* _Stated task_
Collect every line in the records below that contains the word "tree". Case counts.

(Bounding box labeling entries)
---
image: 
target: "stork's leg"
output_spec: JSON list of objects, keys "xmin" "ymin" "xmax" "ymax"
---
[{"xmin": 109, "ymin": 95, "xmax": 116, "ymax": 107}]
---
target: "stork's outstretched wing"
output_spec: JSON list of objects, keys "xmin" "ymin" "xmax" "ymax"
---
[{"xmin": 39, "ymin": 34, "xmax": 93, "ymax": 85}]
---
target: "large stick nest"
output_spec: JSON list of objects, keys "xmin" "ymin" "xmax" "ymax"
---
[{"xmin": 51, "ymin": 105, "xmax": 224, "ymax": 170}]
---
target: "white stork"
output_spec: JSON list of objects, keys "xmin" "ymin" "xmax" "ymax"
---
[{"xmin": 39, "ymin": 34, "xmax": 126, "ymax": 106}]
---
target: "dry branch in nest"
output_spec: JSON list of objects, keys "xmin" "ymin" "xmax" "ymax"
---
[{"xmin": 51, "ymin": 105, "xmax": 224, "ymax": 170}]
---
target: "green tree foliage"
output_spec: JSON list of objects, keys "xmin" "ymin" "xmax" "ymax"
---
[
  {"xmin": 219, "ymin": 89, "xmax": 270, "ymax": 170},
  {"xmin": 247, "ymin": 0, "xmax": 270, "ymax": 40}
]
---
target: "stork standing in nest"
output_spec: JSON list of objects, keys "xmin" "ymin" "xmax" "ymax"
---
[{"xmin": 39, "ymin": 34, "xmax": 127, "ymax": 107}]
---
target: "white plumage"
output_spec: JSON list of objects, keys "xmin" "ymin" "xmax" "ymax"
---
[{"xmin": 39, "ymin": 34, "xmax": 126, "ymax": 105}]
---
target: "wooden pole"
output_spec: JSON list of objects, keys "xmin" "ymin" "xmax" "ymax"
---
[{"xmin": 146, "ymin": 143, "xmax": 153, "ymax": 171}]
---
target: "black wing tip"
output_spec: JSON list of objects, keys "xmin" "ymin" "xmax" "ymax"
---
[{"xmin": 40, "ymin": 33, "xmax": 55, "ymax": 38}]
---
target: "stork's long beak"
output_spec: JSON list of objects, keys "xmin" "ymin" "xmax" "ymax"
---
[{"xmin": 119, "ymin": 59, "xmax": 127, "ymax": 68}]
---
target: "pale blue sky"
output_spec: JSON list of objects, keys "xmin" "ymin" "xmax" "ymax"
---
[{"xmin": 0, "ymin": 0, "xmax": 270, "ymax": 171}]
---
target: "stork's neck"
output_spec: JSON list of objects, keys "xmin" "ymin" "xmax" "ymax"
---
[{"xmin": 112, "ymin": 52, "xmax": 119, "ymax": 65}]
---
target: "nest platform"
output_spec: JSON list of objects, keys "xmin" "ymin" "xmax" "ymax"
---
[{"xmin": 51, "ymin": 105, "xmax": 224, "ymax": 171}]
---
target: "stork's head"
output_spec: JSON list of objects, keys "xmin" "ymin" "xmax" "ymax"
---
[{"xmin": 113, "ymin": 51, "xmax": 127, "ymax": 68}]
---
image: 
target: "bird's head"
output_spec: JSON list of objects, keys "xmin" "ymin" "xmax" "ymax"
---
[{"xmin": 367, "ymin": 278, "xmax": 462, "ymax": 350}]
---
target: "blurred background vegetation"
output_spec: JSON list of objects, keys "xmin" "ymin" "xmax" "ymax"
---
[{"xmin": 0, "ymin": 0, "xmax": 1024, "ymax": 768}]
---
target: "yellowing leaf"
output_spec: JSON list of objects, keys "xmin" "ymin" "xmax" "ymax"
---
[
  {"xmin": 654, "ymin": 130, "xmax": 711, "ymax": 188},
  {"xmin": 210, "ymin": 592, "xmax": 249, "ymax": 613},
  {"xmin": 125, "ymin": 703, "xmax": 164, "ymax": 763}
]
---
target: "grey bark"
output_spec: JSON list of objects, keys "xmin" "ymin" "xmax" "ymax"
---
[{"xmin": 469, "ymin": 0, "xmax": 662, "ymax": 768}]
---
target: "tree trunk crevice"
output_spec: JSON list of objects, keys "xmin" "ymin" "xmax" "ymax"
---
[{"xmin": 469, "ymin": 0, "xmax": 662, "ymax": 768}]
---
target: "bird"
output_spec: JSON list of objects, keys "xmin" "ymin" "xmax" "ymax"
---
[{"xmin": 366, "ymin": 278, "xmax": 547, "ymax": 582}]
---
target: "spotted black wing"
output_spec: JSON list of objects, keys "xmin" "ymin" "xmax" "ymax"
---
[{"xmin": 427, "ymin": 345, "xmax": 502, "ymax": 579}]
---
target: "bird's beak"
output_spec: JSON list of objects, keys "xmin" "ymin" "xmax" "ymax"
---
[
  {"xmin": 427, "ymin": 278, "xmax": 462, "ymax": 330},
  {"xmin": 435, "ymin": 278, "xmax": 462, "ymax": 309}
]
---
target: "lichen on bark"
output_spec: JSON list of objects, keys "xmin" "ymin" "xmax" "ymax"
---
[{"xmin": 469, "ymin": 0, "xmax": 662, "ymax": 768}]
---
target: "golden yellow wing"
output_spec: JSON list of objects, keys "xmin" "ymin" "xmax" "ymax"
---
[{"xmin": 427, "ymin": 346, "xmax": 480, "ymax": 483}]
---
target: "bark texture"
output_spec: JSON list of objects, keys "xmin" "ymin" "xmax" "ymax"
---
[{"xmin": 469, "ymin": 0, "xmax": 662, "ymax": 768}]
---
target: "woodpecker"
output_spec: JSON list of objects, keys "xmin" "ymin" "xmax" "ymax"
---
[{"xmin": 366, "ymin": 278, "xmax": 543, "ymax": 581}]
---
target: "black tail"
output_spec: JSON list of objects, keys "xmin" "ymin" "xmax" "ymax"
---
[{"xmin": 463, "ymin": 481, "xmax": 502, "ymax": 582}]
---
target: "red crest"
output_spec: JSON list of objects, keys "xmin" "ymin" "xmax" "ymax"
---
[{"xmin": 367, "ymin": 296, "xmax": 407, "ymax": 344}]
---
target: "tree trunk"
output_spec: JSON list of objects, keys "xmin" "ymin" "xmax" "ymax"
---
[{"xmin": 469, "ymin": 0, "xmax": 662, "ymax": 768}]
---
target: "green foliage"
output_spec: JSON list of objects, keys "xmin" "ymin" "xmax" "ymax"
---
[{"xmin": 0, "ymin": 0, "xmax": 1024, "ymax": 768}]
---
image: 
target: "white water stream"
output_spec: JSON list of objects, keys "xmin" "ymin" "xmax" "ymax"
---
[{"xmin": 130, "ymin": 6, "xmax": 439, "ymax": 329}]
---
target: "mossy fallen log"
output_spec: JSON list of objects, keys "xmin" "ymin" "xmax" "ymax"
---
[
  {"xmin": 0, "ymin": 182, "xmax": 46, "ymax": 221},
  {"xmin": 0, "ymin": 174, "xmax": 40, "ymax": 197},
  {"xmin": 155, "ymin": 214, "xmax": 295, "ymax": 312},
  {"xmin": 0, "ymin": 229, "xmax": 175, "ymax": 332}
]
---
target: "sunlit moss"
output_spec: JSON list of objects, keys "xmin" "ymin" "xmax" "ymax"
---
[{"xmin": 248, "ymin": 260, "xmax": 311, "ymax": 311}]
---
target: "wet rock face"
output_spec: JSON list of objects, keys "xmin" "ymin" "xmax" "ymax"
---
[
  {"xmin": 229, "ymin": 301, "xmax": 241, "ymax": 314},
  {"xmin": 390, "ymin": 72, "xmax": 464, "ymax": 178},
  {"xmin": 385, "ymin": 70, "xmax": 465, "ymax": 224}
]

* _In response_
target: "green tree foliage"
target: "tree trunk crevice"
target: "tree trunk"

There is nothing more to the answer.